**Written task**
Repeat the lines that follow, leaving nothing out.

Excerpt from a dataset
******
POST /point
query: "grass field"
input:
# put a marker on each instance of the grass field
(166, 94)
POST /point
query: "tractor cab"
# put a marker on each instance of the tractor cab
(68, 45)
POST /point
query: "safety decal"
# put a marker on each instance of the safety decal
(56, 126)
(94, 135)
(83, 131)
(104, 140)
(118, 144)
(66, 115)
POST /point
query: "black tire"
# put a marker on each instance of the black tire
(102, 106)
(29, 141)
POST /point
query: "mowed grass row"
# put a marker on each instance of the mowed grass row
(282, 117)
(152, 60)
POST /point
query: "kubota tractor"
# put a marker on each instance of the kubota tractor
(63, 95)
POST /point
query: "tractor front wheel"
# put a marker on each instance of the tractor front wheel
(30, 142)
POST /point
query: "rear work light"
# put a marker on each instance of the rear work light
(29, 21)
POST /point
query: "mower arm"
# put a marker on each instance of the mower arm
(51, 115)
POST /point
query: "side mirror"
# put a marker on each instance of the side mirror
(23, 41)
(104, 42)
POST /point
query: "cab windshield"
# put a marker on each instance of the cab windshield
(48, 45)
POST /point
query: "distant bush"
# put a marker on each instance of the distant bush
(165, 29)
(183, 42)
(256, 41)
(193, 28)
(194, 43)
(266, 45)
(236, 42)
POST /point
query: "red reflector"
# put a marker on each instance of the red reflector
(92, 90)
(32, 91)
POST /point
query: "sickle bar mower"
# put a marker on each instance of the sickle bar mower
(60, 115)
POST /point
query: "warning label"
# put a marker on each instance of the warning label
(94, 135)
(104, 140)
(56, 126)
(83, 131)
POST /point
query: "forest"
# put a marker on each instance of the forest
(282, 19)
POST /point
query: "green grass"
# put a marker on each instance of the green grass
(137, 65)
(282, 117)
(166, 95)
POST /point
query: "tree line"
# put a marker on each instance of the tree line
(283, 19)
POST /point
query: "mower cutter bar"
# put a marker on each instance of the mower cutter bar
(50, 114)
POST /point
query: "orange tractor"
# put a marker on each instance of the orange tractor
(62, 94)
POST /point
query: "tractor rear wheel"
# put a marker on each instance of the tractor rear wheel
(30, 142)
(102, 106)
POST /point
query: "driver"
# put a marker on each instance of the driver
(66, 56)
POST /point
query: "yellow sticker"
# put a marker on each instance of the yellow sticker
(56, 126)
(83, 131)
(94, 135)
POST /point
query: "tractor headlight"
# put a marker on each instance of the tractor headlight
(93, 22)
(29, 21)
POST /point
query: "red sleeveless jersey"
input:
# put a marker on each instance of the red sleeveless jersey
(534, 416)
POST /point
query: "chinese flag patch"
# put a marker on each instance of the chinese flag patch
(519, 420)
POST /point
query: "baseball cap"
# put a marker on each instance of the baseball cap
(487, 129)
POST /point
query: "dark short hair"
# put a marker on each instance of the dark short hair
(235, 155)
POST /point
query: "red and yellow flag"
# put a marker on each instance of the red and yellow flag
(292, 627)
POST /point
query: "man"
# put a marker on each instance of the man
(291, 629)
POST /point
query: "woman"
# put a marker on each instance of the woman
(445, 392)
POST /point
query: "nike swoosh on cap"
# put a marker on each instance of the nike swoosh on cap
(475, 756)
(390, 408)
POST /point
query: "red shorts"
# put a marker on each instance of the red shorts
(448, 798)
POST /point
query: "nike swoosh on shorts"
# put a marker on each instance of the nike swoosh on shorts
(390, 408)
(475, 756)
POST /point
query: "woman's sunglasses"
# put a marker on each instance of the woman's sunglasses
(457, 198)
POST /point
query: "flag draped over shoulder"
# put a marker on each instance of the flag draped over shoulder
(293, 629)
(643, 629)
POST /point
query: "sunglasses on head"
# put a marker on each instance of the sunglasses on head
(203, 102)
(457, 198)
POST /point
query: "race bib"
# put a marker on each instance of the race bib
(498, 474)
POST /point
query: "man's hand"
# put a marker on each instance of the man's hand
******
**Solution below**
POST /point
query: "grass field"
input:
# put a marker on each instance of the grass field
(166, 94)
POST /point
query: "tractor cab"
# put a marker on each instance of the tractor cab
(68, 45)
POST /point
query: "safety decal"
# put a marker on each instance of the safety decal
(56, 126)
(94, 135)
(83, 131)
(104, 140)
(118, 144)
(66, 115)
POST /point
query: "black tire"
# put a marker on each instance of the black tire
(102, 106)
(29, 141)
POST /point
query: "mowed grass row"
# put a marker on each instance of the mowed grass row
(282, 117)
(152, 60)
POST /point
query: "kubota tractor"
# put a marker on each instance of the kubota tractor
(63, 95)
POST /point
query: "tractor front wheel"
# put a marker on each instance of the tractor front wheel
(30, 142)
POST /point
query: "rear work light"
# put a marker on each instance of the rear work light
(29, 21)
POST /point
query: "mower arm"
# put a marker on each instance of the mower arm
(51, 115)
POST /point
query: "side mirror"
# put a marker on each instance of the side mirror
(23, 41)
(104, 42)
POST /point
query: "cab windshield"
# put a marker on each instance of the cab windshield
(48, 45)
POST /point
query: "distant bush"
# put a marker on each instance of the distant bush
(165, 29)
(183, 42)
(256, 41)
(193, 28)
(194, 43)
(266, 45)
(236, 42)
POST /point
query: "red reflector"
# put a marker on each instance of the red reflector
(92, 90)
(32, 91)
POST /point
query: "sickle bar mower"
# put a marker on each instance of the sickle bar mower
(60, 115)
POST /point
query: "warning label"
# put a marker on each instance of the warning label
(94, 135)
(104, 140)
(56, 126)
(83, 131)
POST /point
query: "forest"
# put a marker on each instance of the forest
(282, 19)
POST /point
query: "green grass"
# put a marker on each instance of the green grass
(137, 65)
(282, 117)
(166, 95)
POST /point
query: "tree line"
# put a marker on each instance of the tree line
(283, 19)
POST /point
query: "mower cutter bar"
# put a marker on each instance of the mower cutter bar
(50, 114)
POST /point
query: "orange tractor"
# put a marker on each instance of the orange tractor
(62, 94)
POST /point
query: "tractor rear wheel"
# put a marker on each instance of the tractor rear wheel
(30, 142)
(102, 106)
POST /point
query: "driver"
# put a marker on each instance of the driver
(66, 56)
POST /point
query: "yellow sticker"
# put a marker on each instance of the yellow sticker
(56, 126)
(83, 131)
(94, 135)
POST /point
query: "tractor headlight"
# put a marker on each instance of the tractor headlight
(93, 22)
(29, 21)
POST /point
query: "red sleeveless jersey"
input:
# put a marker on each instance of the red sleeveless jersey
(534, 416)
POST /point
query: "chinese flag patch"
# put a marker on each instance of the chinese flag patch
(519, 420)
POST /point
query: "baseball cap"
# put a marker on each instance of the baseball cap
(487, 129)
POST /point
query: "dark short hair"
# put a marker on each instance of the dark short hair
(235, 155)
POST /point
query: "red and yellow flag"
# put a marker on each instance of the red and yellow flag
(292, 627)
POST /point
query: "man"
# put a marker on each instance of the man
(291, 629)
POST /point
query: "woman"
# put a marker on each instance of the woman
(445, 392)
POST /point
query: "nike swoosh on cap"
# put a marker on each instance of the nike swoosh on cap
(475, 756)
(390, 408)
POST /point
query: "red shorts"
# put a marker on each instance of the red shorts
(448, 798)
POST /point
query: "nike swoosh on shorts"
# put a marker on each instance of the nike swoosh on shorts
(390, 408)
(475, 756)
POST /point
query: "woman's sunglasses"
# put a marker on each instance of the woman's sunglasses
(457, 198)
POST /point
query: "flag draped over shoulder"
# put a marker on each instance of the flag draped over shoulder
(293, 629)
(643, 629)
POST /point
query: "sunglasses on head"
# put a marker on each instance of the sunglasses on head
(203, 102)
(457, 198)
POST /point
query: "race bib"
# put a marker on each instance of the race bib
(498, 474)
POST /point
query: "man's hand"
# put a marker on each instance of the man's hand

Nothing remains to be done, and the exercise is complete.